* Alıntı metin
———

Yemin, taraflardan birinin davanın çözümünü ilgilendiren bir olayın doğru olup olmadığı konusunu, kanunda belirtilen usule uyarak, mahkeme önünde, kutsal sayılan değerlerle teyit eden ve kesin delil vasfı yüklenmiş sözlü açıklamalardır( 03.03.2017 tarihli ve 2015/2 E., 2017/1 K. sayılı YİBK ).
6100 sayılı Hukuk Muhakemeleri Kanunu’nun “Yemine davet” başlıklı 228. maddesi; “Yemin teklif edilen kimse, duruşmada bizzat hazır bulunmadığı takdirde, kendisine yemin için bir davetiye çıkarılır.
Yemin davetiyesine, yemine konu hususlar hakkında sorulacak sorular ile geçerli bir özrü olmaksızın yemin için tayin olunan gün ve saatte mahkemeye bizzat gelmediği veya gelip de yemini iade etmediği yahut yemini eda etmekten kaçındığı takdirde, yemin konusu vakıaları ikrar etmiş sayılacağı yazılır.”;
“Yemin etmemenin sonuçları” başlıklı 229. maddesinin 1. fıkrası; “Yemin için davet edilen kimse , tayin edilen gün ve saatte mahkemede geçerli bir özrü olmaksızın bizzat hazır bulunmaz yahut hazır bulunup da yemini iade etmez ya da yemini eda etmekten kaçınırsa yemin konusu vakıaları ikrar etmiş sayılır.” şeklinde düzenlenmiştir.

———

* Verilen malzeme

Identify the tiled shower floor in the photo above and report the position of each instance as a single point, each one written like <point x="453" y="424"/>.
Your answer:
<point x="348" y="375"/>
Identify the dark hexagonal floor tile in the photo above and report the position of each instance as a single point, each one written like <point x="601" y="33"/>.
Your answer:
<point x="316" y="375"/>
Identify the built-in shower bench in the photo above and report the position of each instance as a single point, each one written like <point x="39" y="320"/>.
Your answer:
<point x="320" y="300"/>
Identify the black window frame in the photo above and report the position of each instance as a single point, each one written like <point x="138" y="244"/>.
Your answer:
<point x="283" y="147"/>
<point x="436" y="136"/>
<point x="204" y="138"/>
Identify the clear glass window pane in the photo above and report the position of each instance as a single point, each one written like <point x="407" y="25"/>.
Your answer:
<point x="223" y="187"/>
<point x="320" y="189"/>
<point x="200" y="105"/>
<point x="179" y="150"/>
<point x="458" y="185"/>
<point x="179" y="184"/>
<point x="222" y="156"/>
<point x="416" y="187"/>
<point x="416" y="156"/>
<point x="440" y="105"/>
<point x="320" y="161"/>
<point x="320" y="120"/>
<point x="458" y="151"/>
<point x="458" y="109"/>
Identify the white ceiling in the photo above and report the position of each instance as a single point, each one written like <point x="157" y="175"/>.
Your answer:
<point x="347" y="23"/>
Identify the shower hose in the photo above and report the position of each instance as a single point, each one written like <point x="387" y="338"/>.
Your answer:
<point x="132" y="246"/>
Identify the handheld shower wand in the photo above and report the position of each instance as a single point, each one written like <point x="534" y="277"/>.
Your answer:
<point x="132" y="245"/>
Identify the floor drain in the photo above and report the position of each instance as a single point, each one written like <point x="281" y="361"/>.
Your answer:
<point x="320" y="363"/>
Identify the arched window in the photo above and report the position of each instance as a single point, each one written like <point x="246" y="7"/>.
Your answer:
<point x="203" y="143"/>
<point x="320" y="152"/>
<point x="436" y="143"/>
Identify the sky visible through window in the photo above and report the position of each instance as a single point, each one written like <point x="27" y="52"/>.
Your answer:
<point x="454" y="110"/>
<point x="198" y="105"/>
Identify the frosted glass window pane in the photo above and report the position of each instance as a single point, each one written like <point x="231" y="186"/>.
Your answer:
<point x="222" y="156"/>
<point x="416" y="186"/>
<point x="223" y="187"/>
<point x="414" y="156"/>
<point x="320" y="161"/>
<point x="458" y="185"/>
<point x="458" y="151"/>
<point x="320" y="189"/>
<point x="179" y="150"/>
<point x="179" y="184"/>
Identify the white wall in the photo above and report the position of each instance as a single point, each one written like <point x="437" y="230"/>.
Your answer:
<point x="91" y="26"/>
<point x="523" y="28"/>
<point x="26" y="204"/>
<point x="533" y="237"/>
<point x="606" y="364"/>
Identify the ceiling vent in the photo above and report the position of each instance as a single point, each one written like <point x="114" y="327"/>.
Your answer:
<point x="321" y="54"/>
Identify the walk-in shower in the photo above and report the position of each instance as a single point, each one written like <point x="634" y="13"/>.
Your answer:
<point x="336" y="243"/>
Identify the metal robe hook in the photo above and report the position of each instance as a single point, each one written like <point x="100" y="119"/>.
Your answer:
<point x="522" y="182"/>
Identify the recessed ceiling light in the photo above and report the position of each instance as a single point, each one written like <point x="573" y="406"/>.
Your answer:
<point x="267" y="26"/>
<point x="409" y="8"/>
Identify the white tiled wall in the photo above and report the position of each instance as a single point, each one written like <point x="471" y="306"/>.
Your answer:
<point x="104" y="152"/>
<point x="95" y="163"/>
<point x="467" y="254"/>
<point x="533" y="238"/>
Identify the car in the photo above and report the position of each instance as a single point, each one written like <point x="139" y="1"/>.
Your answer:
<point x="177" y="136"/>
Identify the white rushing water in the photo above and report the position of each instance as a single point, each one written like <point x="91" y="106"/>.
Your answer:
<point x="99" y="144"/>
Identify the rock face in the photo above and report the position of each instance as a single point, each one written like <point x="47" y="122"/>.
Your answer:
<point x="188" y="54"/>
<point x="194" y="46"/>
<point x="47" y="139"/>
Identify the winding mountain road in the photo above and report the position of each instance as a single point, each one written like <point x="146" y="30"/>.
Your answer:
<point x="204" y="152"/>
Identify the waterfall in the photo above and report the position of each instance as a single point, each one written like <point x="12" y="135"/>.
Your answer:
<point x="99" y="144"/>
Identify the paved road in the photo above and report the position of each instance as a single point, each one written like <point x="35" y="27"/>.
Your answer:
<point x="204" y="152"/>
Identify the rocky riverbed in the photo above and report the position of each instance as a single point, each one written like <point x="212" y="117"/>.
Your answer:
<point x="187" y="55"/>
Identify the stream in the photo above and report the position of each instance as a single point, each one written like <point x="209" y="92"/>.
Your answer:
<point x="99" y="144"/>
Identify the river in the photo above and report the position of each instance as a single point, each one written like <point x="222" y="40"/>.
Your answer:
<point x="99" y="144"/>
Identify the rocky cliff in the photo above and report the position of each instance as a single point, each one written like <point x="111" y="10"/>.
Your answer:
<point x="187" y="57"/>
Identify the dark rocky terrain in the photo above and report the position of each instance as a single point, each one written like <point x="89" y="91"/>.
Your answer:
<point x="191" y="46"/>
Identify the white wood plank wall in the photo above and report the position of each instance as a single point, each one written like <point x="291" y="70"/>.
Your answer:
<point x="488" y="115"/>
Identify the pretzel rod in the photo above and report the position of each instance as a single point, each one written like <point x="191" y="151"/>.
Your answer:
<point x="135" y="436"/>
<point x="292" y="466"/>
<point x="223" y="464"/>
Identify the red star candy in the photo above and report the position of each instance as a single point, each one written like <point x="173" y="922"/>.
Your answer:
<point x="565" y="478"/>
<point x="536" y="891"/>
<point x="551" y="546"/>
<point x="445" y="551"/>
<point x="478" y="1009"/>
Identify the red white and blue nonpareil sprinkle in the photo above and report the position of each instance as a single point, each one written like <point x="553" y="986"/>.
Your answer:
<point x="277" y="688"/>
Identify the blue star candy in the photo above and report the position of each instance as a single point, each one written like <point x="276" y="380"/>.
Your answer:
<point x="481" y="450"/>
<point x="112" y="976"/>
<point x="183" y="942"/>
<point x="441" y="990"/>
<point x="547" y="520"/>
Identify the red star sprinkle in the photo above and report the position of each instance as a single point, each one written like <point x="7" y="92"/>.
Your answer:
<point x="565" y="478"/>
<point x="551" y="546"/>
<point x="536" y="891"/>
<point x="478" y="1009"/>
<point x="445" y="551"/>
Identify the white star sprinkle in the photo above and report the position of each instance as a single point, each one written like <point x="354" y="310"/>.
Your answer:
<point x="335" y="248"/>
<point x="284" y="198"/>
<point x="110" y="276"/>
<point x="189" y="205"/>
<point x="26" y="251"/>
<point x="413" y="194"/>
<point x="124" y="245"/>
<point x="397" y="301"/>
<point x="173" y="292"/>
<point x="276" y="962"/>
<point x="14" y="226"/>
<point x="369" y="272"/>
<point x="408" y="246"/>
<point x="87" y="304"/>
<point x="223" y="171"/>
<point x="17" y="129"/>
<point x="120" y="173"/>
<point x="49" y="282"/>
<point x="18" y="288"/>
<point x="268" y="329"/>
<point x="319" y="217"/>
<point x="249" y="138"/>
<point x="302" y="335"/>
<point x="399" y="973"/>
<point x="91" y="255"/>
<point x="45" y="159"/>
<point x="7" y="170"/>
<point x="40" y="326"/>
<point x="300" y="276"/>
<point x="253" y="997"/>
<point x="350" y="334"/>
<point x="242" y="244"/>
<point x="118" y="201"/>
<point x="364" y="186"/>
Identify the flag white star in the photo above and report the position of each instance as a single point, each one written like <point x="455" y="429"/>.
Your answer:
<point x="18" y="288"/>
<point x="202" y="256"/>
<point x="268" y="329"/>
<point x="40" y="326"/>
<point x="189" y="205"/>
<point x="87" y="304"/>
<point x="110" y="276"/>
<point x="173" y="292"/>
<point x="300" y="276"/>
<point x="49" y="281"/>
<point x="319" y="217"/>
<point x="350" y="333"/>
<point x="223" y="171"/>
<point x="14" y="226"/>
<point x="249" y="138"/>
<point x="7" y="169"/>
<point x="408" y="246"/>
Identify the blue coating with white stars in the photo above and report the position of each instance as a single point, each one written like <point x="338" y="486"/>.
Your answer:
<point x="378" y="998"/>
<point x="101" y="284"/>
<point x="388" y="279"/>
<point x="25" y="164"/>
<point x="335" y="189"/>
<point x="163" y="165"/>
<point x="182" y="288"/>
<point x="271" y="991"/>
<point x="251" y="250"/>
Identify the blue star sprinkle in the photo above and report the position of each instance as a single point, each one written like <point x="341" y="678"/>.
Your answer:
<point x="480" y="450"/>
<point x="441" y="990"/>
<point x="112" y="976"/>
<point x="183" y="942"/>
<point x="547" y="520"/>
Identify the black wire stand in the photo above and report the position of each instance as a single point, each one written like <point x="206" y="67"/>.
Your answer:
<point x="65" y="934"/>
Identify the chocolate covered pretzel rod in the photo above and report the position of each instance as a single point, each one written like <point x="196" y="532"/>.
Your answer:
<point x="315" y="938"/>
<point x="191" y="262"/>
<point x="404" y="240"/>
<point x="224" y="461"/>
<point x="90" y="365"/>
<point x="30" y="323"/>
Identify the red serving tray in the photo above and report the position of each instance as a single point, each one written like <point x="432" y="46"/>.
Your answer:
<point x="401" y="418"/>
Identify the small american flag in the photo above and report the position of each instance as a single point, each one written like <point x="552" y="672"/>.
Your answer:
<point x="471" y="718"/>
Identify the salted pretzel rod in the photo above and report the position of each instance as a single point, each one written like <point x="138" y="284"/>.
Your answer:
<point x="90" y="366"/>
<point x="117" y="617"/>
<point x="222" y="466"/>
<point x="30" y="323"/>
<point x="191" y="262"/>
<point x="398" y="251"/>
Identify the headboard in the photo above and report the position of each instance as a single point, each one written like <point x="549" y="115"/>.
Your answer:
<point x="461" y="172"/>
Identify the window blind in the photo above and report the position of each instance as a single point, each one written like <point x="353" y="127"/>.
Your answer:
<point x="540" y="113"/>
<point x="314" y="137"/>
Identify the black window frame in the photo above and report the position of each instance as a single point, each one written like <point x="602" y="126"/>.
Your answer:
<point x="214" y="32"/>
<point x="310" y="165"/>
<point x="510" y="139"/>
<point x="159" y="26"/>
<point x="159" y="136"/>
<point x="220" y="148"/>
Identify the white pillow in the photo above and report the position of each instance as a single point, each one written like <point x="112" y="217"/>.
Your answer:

———

* Yapılacak işler
1: Yemin metnine göre, yemine davet edilen kişi hangi durumlarda yemin konusu vakıaları ikrar etmiş sayılır? Bu durumların hepsini sırala.
2: Kayıtlarda "flag" kelimesinin geçtiği kaç satır olduğunu söyle. Yalnızca sayıyı yaz.
Kayıtların yemin metniyle hiçbir ilgisi yok.

* Sıralı cevaplar
1:
- Tayin edilen gün ve saatte, geçerli bir özrü olmadan mahkemede bizzat hazır bulunmazsa
- Hazır bulunup da yemini iade etmezse
- Yemini eda etmekten kaçınırsa

2: 2